*Written exercise a*
According to the passage on truth and consensus, on what do Young Earth Creationists want the standards for dating the past to be based?
--- START OF Provided passage ---
Is truth a matter of consensus?

Usually people deny that truth is a matter of consensus. And they are right about that. To say that truth is consensus would suggest that we put statements up to a vote on whether we should consider them true. But that is not how we normally reach our decisions about truth. The way that truth comes from us, is more indirect.


If you ask people how they made a decision on truth, they will often try to give their reasoning. And that reasoning will typically explain how they applied some standards to make that judgement of truth. Those standards come from us. Sometimes they are formal standards proposed by the scientific community, as in our standards of measurement. Sometimes they may be legislated standards coming from our government bodies. And sometimes they may be standards that have emerged from cultural traditions and practices.

In a way, there is a consensus involved. The standards used are generally accepted by consensus. But truth decisions depend only indirectly on those standards. That’s what leaves truth as a human artifact, but not a matter of deciding truth by consensus.

Disagreements about truth often (but not always) amount to disagreements about standards. For example, YECs (Young Earth Creationists) want the standards for dating the past to be based on biblical genealogies, while most other people prefer the standards from science using radiometric dating, tree ring counts and other similar natural phenomena.

Does truth come from God?
--- END OF Provided passage ---
*Written exercise b*
Pull out every line of the rows below that contains the string "segment", treating uppercase and lowercase as different.
--- START OF Listed entries ---
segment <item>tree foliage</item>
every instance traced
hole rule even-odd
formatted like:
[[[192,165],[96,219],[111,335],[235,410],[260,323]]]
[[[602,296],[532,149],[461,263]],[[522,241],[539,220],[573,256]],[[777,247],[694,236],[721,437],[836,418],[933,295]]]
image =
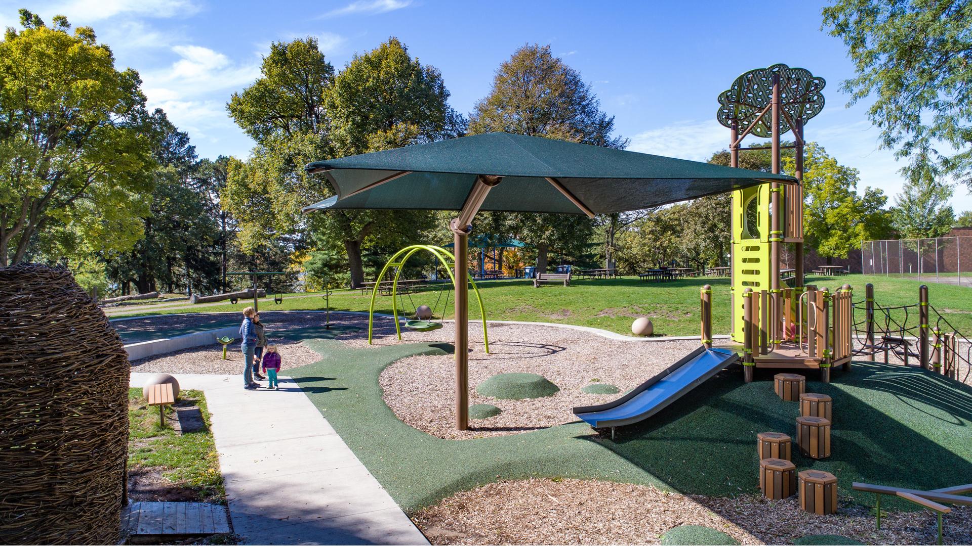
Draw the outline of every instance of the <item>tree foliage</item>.
[[[614,118],[580,73],[550,52],[550,46],[527,45],[500,65],[490,93],[469,116],[470,133],[503,131],[594,146],[624,148],[628,140],[612,136]],[[578,256],[593,231],[581,216],[553,214],[499,215],[494,224],[515,225],[510,233],[538,249],[538,266],[546,267],[549,249]],[[477,222],[481,222],[477,221]],[[609,222],[606,219],[605,222]],[[612,238],[612,235],[608,235]]]
[[[955,215],[949,205],[952,187],[933,173],[919,172],[905,183],[891,209],[891,223],[903,239],[942,237],[952,229]]]
[[[907,172],[933,168],[972,188],[972,2],[838,0],[823,24],[854,63],[850,103],[874,98],[883,146],[910,159]]]
[[[155,162],[138,74],[94,31],[24,29],[0,42],[0,265],[126,250],[141,236]]]
[[[783,166],[788,174],[796,170],[792,157],[784,158]],[[815,142],[807,145],[803,168],[804,239],[816,254],[847,257],[861,241],[889,233],[887,197],[874,188],[858,193],[857,169],[841,165]]]

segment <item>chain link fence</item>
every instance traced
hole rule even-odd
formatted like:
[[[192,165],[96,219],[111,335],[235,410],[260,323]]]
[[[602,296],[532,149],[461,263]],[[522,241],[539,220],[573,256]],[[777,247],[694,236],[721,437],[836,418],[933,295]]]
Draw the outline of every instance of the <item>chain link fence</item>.
[[[972,237],[863,241],[865,275],[972,287]]]

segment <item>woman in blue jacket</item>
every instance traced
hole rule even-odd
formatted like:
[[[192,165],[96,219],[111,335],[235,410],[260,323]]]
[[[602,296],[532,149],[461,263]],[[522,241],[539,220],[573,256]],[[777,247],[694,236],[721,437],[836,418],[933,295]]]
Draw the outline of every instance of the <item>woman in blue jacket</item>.
[[[250,391],[260,387],[253,380],[253,354],[257,349],[257,328],[253,324],[253,317],[257,312],[253,307],[243,310],[243,324],[240,324],[240,350],[246,360],[246,367],[243,368],[243,388]]]

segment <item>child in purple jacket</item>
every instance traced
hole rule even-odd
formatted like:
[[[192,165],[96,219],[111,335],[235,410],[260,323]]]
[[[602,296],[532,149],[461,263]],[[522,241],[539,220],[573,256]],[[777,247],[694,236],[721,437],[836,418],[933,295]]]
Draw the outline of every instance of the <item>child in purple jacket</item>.
[[[280,382],[277,381],[278,371],[280,371],[280,353],[277,353],[275,343],[269,343],[266,346],[266,354],[263,355],[263,373],[269,379],[267,389],[280,390]]]

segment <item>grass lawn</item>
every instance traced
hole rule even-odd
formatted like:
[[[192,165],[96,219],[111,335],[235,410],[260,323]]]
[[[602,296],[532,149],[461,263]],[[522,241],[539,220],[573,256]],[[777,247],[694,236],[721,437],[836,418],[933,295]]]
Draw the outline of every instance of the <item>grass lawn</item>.
[[[574,280],[569,288],[556,285],[534,289],[529,281],[487,281],[479,283],[487,318],[493,320],[536,321],[562,323],[595,326],[618,333],[630,334],[631,322],[635,317],[647,316],[655,326],[657,335],[696,335],[699,329],[699,290],[704,284],[712,286],[712,331],[728,333],[729,324],[729,280],[727,278],[684,279],[669,283],[648,283],[637,278],[609,280]],[[918,303],[918,288],[921,283],[894,277],[848,275],[837,278],[815,277],[811,283],[818,288],[832,290],[849,283],[854,288],[854,300],[864,298],[864,285],[875,287],[875,299],[885,307],[896,307]],[[972,290],[954,285],[929,285],[931,305],[948,319],[958,331],[972,335]],[[286,294],[281,305],[274,305],[271,298],[262,300],[264,311],[314,310],[324,309],[324,299],[318,296],[294,297],[304,294]],[[438,295],[437,289],[418,294],[402,295],[399,305],[406,314],[414,311],[414,306],[433,306]],[[442,296],[442,300],[445,296]],[[334,290],[330,297],[331,309],[338,311],[367,311],[370,296],[360,290]],[[391,297],[379,295],[376,311],[391,313]],[[236,305],[216,305],[212,307],[188,307],[161,311],[139,311],[132,306],[126,315],[162,315],[174,313],[217,313],[242,311],[251,304],[242,300]],[[414,306],[413,306],[414,304]],[[439,309],[442,302],[439,303]],[[401,310],[399,309],[399,312]],[[452,316],[451,302],[446,310],[446,318]],[[479,307],[470,296],[469,316],[479,317]],[[118,316],[113,316],[113,318]],[[894,311],[892,317],[899,323],[904,321],[904,311]],[[879,327],[883,319],[879,315]],[[857,321],[863,320],[863,311]],[[936,317],[932,316],[932,325]],[[918,324],[917,311],[910,310],[908,326]],[[893,327],[893,326],[892,326]],[[943,329],[949,329],[942,323]]]
[[[209,410],[201,391],[179,392],[179,407],[199,408],[203,426],[191,432],[178,432],[171,427],[158,426],[158,408],[146,406],[141,389],[128,390],[128,468],[158,469],[174,487],[195,492],[198,498],[226,502],[220,460],[210,430]],[[165,408],[167,421],[174,417],[171,406]]]
[[[656,418],[619,430],[616,441],[595,435],[582,423],[509,436],[444,440],[399,421],[381,398],[378,374],[406,356],[443,354],[451,351],[449,345],[356,350],[327,339],[306,343],[324,358],[291,370],[291,375],[408,511],[499,479],[529,477],[600,478],[712,495],[753,493],[756,433],[794,433],[797,404],[774,394],[771,375],[760,374],[746,385],[740,370],[730,369]],[[969,387],[883,363],[835,371],[829,385],[812,381],[815,377],[811,374],[808,391],[834,400],[832,457],[813,461],[797,454],[798,470],[835,472],[842,495],[863,503],[873,497],[852,492],[850,482],[933,489],[964,483],[963,476],[972,474]]]

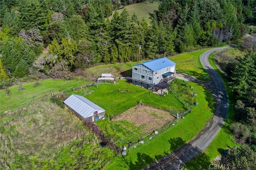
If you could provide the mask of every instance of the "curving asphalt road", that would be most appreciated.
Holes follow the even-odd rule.
[[[210,81],[204,84],[210,90],[215,101],[215,111],[212,119],[189,142],[144,169],[176,170],[204,150],[219,132],[228,114],[228,103],[224,83],[210,64],[208,57],[213,52],[230,47],[212,49],[200,56],[200,61],[210,77]],[[200,83],[196,80],[194,81]]]

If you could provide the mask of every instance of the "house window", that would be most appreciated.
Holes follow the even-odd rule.
[[[145,80],[145,75],[140,75],[140,79]]]
[[[165,73],[164,72],[164,69],[162,69],[162,73]]]
[[[86,118],[86,122],[92,122],[92,117],[87,117]]]

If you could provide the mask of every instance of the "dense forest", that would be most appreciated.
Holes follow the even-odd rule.
[[[0,3],[1,79],[62,78],[101,63],[189,51],[239,40],[255,21],[253,0],[165,0],[150,23],[125,9],[144,1],[5,0]],[[147,2],[147,3],[150,3]],[[38,56],[44,48],[48,52]]]

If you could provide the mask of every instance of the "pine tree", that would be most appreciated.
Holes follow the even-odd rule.
[[[2,81],[7,79],[9,79],[9,76],[4,71],[3,63],[0,59],[0,81]]]
[[[158,38],[159,37],[159,28],[158,25],[156,16],[154,14],[151,21],[151,25],[147,34],[146,44],[146,52],[148,57],[153,59],[156,54],[158,52]]]
[[[66,25],[66,36],[70,36],[77,42],[82,38],[88,39],[89,28],[81,16],[72,15],[67,21]]]

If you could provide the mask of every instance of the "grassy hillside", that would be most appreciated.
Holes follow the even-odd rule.
[[[115,156],[67,108],[47,100],[1,115],[0,134],[1,170],[100,169]]]
[[[153,15],[155,11],[158,10],[159,4],[159,1],[154,1],[152,2],[145,2],[126,6],[124,8],[117,11],[120,14],[124,9],[126,8],[127,10],[130,17],[135,13],[138,16],[139,20],[144,18],[148,24],[149,24],[150,20],[150,18]],[[114,12],[114,11],[113,14]],[[110,20],[112,18],[112,16],[113,14],[109,17]]]
[[[207,80],[210,77],[200,62],[200,55],[208,49],[205,49],[179,54],[169,58],[176,63],[176,68],[178,71],[193,75],[200,80]]]

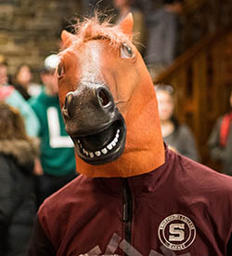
--- END OF Listed entries ---
*Written reply a*
Biblical genealogies.

*Written reply b*
segment <item>tree foliage</item>
segment <item>chain link fence</item>
segment <item>woman in blue jacket</item>
segment <item>child in purple jacket</item>
segment <item>grass lawn</item>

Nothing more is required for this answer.